═════ TEXTO DE ORIGEN
A TRAVÉS DE LO OPACO

 

Muchas muestras pictóricas del arte aborigen australiano pertenecen a un estilo, llamado radiográfico, que pretende presentar la estructura interna de la anatomía del animal, o incluso de sus vísceras, al menos las más importantes.

Una denodada y minuciosa intención de pasar más allá de lo que el ojo percibe. Pero si la interpretación sencilla y nada alambicada que acabamos de ver es cierta, o no, o es toda la explicación que ese estilo admite, cuestión es ésta algo más discutible. ¿Sólo una realidad más exacta? ¿Tenemos únicamente anátomo-zoólogos prolijos y rigurosos, científicos de algún instituto de investigaciones que se proponen editar láminas correctas en las que no falte nada? Me parece que estamos olvidando que los animales, además de animales y presas de caza, son o pueden ser mucho más, muchísimo más: símbolos de un clan (el Clan Canguro, el clan Emu, el clan Foca...); disfraces transitorios de las fuerzas supremas creadoras que hicieron el mundo y lo siguen conservando haciendo acto de presencia con formas animales; ‘rutas’ de las líneas de canto, o hitos de las mismas y no se queda el tema meramente en una descriptiva anatómica, que por lo demás podría haber sido muchísimo más completa por parte de cazadores pintores que demuestran conocer ambos mundos casi a la perfección, usando una habilidad técnica para lo uno y para lo otro que ha asombrado con frecuencia al hombre blanco.
══════════
═════ MATERIAL PROPORCIONADO
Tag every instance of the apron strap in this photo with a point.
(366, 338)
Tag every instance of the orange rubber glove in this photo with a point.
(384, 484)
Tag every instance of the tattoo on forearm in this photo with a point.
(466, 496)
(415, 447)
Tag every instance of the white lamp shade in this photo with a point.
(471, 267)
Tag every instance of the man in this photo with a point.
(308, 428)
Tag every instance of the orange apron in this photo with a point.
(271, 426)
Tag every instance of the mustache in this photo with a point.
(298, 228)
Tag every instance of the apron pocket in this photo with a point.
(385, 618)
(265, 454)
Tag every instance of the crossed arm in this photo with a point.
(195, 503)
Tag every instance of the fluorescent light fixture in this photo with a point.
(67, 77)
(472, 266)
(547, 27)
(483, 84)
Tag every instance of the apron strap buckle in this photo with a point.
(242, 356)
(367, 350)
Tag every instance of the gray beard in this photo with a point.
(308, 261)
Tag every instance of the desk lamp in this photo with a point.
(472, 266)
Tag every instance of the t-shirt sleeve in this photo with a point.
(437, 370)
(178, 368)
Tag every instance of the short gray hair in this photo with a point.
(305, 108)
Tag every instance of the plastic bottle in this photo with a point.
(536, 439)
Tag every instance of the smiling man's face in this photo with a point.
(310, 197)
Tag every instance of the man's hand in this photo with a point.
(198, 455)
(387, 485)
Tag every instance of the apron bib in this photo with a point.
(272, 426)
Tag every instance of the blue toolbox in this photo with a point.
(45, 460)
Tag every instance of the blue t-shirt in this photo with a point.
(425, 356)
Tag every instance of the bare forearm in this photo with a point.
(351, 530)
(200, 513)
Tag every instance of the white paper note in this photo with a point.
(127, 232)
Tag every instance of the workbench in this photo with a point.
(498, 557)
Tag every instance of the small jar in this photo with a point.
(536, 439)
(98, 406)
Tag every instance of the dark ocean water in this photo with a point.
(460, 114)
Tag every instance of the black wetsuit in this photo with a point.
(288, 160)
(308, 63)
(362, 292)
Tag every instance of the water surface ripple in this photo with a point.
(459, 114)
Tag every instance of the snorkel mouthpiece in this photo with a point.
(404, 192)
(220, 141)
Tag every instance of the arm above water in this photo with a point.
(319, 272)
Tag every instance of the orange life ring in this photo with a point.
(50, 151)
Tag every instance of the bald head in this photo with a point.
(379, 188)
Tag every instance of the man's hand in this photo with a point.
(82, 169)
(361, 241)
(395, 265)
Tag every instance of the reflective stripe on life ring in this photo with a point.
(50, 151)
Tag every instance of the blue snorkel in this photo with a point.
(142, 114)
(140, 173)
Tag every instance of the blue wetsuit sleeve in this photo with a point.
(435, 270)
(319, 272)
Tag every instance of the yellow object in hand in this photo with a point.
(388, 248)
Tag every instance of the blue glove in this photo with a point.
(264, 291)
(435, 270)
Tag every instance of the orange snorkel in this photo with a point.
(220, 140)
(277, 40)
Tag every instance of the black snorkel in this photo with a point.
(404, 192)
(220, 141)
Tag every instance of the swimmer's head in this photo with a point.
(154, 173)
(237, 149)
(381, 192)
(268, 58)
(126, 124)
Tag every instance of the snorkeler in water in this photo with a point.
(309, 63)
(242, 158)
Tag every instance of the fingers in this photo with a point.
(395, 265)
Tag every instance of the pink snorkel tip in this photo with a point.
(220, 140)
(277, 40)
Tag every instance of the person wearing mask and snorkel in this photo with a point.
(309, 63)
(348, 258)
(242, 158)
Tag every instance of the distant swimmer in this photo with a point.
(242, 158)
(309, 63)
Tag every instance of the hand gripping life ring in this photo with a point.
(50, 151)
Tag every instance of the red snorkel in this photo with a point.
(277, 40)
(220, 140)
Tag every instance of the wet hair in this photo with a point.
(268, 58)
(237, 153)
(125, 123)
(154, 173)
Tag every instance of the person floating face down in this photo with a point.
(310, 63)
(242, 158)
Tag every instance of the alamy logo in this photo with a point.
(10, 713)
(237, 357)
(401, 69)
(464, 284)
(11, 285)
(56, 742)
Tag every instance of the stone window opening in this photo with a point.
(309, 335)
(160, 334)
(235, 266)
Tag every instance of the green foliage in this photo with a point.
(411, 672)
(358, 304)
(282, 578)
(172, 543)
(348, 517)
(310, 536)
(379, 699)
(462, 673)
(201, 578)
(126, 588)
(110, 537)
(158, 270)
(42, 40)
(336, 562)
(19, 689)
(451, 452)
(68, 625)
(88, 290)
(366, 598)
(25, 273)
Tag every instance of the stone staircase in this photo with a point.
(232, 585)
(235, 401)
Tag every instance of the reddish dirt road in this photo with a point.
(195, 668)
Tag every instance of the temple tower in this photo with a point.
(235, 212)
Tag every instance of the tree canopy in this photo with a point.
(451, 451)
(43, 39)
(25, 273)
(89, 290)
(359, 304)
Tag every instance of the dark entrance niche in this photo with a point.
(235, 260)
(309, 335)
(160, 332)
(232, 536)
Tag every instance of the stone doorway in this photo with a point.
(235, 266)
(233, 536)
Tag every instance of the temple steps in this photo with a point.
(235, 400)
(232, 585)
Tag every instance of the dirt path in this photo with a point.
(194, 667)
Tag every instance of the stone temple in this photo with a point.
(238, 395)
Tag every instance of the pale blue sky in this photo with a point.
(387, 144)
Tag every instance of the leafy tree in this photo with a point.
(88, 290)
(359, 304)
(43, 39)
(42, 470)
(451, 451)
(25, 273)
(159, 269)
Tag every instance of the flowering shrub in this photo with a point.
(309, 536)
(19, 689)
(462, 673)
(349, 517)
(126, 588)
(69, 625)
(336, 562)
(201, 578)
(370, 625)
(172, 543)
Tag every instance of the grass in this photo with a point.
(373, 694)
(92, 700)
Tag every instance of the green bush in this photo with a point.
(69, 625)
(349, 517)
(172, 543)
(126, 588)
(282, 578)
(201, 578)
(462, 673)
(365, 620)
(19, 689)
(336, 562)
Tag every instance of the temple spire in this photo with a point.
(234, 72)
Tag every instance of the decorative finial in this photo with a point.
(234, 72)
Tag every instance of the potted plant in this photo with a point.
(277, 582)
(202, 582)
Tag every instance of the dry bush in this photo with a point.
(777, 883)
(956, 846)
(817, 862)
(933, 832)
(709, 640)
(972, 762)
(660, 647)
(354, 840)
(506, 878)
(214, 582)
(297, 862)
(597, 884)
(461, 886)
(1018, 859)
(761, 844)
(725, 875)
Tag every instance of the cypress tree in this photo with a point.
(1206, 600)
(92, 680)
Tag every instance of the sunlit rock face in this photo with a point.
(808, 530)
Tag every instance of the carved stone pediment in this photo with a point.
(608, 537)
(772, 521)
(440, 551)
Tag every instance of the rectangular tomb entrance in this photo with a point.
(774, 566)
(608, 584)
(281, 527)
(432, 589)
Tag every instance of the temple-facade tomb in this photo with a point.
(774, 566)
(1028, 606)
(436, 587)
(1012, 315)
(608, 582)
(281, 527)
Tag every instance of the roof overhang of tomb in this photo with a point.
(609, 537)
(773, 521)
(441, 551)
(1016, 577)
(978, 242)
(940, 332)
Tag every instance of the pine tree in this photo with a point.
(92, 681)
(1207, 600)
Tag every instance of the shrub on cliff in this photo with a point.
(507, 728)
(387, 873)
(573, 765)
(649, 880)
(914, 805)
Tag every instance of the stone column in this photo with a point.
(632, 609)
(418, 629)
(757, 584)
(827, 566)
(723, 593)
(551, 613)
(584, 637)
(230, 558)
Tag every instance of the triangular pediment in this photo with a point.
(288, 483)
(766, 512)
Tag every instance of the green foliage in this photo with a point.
══════════
QUÉ ELABORAR ▸
Prolonga el texto sobre el estilo radiográfico del arte aborigen australiano a partir de su última oración, con la misma voz.

RESPUESTA ▸
No, trascender lo opaco y penetrar en lo oculto tiene que tener un sentido mucho más polivalente que el simplemente estilístico, o debemos considerar el estilo como cauce de una interpretación más honda, habida cuenta de que es fruto de una realidad cultural y simbólica más profunda. Sabemos que el anangu, a través de una cultura tan larga que da vértigo, ha creado caminos (en la canción que es memoria colectiva y en la que es interpretación y recitación de las reglas; en la estructura de sus mitos; en la red total de sus relaciones y costumbres) que inter-penetran sin discontinuidad el mapa entero de su historia humana, desde los remotos tiempos de tjukurpa (el tiempo del sueño) hasta el momento actual, desde el más anciano al más joven, desde la mujer al hombre, desde la tierra al lenguaje.

Pero es fácil comprender que esos caminos de sentido que todo lo recorren [y unen, y explican, y justifican, y gobiernan y regulan] no podrían ejercer su tránsito unificador y globalizador si algo se opusiese a su marcha, si la piel de las cosas estuviera forjada de modo que repeliese ese viento ‘espiritual’ que todo lo atraviesa y a todo confiere significado. Nosotros no sabríamos que estábamos siendo ‘cantados’, ni nuestro canto atravesaría la frontera de la superficie, no estaríamos dentro de la red que hace comprensible [real] el mundo, ni nuestro sentido se volcaría sobre el mundo tampoco.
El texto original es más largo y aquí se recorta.